━━━━━ PASSAGE PROVIDED

Sometimes those local laws make it very difficult for folks to comply with. 

Example: You buy a gallon of olive oil. You use it more for salads instead of deep frying. Then comes a holiday and you combine it with frying oil for some deep frying. (You want the flavor of the olive oil.) You use the last of the olive oil. Who saves their gallon can when it is empty? You have to open the whole top to get the oil back into the can. Put it in a large empty jar. Put it in the fridge to solidify, toss in trash. Problem solved and none the wiser. I won't tell on you if you don't tell on me.


----------



## Zhizara (Oct 12, 2012)

taxlady said:


> I don't save jars. I recycle mine.



I consider using a washed, empty mayonaise jar to be recycling.


----------



## taxlady (Oct 12, 2012)

I like the idea of sopping it up with bread and giving to the birds. They can use the extra calories this time of the year.

If it were grilling weather, I would save it for starting the charcoal.


----------



## taxlady (Oct 12, 2012)

Zhizara said:


> I consider using a washed, empty mayonaise jar to be recycling.


So do I. Technically it's one step better than recycling:
1) reduce
2) re-use
3) recycle


----------



## CWS4322 (Oct 12, 2012)

taxlady said:


> I like the idea of sopping it up with bread and giving to the birds. They can use the extra calories this time of the year.

━━━━━━━━━━
━━━━━ RAW DATA

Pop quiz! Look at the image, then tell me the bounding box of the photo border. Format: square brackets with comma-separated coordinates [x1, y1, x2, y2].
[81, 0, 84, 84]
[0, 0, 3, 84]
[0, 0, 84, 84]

━━━━━━━━━━

STATED EXERCISE
Write the next part of the forum thread on getting rid of used cooking oil, picking up right after its final line. The material that comes with this text plays no part in the work here.

REPLY TO THE EXERCISE
> 
> If it were grilling weather, I would save it for starting the charcoal.


The birds will LOVE it. But--doesn't it drive Shreddie nuts to have birds outside that patio door?

I also like the idea of greasing the snow shovel with it--especially when the snow is that heavy, wet snow that is so hard to shovel and get off the shovel...I can see a new thread--how to season a snow shovel...and several polls: plastic or metal snow shovel -- which do you prefer...scoop or pusher or shovel...wooden handle or metal...is there just one shovel to have?


----------



## taxlady (Oct 12, 2012)

CWS4322 said:


> The birds will LOVE it. But--doesn't it drive Shreddie nuts to have birds outside that patio door?
> 
> I also like the idea of greasing the snow shovel with it--especially when the snow is that heavy, wet snow that is so hard to shovel and get off the shovel...I can see a new thread--how to season a snow shovel...and several polls: plastic or metal snow shovel -- which do you prefer...scoop or pusher or shovel...wooden handle or metal...is there just one shovel to have?


Nope, he loves it. My neighbour calls it "kitty TV".

I love the idea of a snow shovel thread. Shreddie is looking at me funny 'cause I laughed so loud.

Luckily, we seldom have to shovel. It's one of the few advantages of having a condo association. The company that mows our lawns in summer deals with our snow in winter.


----------



## justplainbill (Oct 13, 2012)

CWS4322 said:


> +1
> 
> I use mine as "fire starter" in my woodstove. I dip crumpled newspaper in the oil and then build my fire. Sometimes I sprinkle some on the logs before igniting the fire. Helps get the fire going, especially if the wood is not quite dry.


Burning oil can produce a sooty / smoky fire and aggravate the need for more frequent stove and flue cleaning.
Before my area became more urbanized, we were able to burn brush and leaf piles and waste paper; now we have a damned costly 'recycling' center and have to shred sensitive documents.


----------



## CWS4322 (Oct 13, 2012)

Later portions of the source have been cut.